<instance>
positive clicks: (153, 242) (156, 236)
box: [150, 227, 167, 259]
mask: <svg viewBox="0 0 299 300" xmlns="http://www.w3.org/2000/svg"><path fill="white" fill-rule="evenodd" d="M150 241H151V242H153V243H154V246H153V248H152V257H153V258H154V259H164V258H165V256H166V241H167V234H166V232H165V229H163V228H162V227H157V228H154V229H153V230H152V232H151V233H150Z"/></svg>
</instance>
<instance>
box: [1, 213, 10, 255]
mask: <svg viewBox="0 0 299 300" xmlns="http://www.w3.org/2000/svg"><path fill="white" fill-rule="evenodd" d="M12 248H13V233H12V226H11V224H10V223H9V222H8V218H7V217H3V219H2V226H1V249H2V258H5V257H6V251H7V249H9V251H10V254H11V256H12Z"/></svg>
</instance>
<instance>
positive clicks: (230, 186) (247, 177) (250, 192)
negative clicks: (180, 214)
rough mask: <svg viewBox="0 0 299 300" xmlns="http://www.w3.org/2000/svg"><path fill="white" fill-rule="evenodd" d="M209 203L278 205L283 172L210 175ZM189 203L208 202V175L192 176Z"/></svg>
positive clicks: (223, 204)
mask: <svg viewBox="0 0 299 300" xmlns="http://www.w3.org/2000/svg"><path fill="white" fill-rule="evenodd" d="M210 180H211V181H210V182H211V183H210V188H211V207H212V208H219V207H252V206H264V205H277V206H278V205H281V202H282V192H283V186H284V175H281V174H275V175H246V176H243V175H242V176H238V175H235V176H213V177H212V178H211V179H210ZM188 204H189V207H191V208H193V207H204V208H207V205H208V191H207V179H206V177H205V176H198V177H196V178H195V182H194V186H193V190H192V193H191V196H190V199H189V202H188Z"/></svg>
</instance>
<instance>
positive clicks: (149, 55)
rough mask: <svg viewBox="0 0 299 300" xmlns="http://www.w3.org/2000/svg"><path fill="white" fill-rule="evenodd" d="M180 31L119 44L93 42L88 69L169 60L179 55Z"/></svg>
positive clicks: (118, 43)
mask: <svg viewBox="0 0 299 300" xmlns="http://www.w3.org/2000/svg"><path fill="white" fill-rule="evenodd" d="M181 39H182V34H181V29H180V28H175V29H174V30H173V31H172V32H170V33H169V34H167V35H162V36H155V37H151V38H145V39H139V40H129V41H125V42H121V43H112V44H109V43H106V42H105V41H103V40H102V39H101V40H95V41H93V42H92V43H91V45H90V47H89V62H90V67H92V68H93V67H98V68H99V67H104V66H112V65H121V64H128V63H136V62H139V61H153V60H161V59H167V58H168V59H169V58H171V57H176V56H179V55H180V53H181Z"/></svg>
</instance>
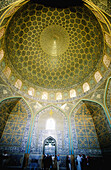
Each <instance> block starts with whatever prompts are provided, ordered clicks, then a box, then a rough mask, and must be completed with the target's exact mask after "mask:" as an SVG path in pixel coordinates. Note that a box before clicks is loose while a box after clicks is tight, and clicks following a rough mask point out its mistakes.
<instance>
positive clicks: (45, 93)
mask: <svg viewBox="0 0 111 170" xmlns="http://www.w3.org/2000/svg"><path fill="white" fill-rule="evenodd" d="M42 99H44V100H47V99H48V93H47V92H43V94H42Z"/></svg>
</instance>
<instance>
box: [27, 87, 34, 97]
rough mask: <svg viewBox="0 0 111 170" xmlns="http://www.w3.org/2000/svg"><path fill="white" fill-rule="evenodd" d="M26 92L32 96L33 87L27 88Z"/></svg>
mask: <svg viewBox="0 0 111 170" xmlns="http://www.w3.org/2000/svg"><path fill="white" fill-rule="evenodd" d="M28 94H29V95H30V96H34V89H33V88H32V87H30V88H29V90H28Z"/></svg>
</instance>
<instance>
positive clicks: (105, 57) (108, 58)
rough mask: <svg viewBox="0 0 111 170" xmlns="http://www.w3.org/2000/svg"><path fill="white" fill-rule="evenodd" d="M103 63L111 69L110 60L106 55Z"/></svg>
mask: <svg viewBox="0 0 111 170" xmlns="http://www.w3.org/2000/svg"><path fill="white" fill-rule="evenodd" d="M103 63H104V64H105V66H106V67H109V65H110V59H109V58H108V56H107V55H104V57H103Z"/></svg>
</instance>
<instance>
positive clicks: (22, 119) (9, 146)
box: [0, 98, 31, 152]
mask: <svg viewBox="0 0 111 170" xmlns="http://www.w3.org/2000/svg"><path fill="white" fill-rule="evenodd" d="M0 106H1V107H0V117H1V121H0V123H1V127H2V128H1V139H0V150H4V148H5V149H6V150H10V151H11V152H14V151H16V152H23V151H25V147H26V143H27V137H28V131H29V127H30V126H29V125H30V118H31V115H29V114H28V111H29V110H28V107H27V105H26V103H25V102H24V101H23V100H22V99H21V98H10V99H6V100H4V101H2V102H1V104H0ZM24 106H25V107H24Z"/></svg>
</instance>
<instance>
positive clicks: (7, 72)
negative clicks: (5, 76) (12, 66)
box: [4, 67, 11, 78]
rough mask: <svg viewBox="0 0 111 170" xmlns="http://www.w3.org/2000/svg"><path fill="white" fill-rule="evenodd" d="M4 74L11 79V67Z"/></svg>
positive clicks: (4, 72) (7, 69)
mask: <svg viewBox="0 0 111 170" xmlns="http://www.w3.org/2000/svg"><path fill="white" fill-rule="evenodd" d="M4 74H5V76H6V77H7V78H9V76H10V74H11V70H10V68H9V67H6V68H5V70H4Z"/></svg>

Task description: Look through the entries above and say how many lines hold the word "negative", giving the number alone.

Answer to this problem: 2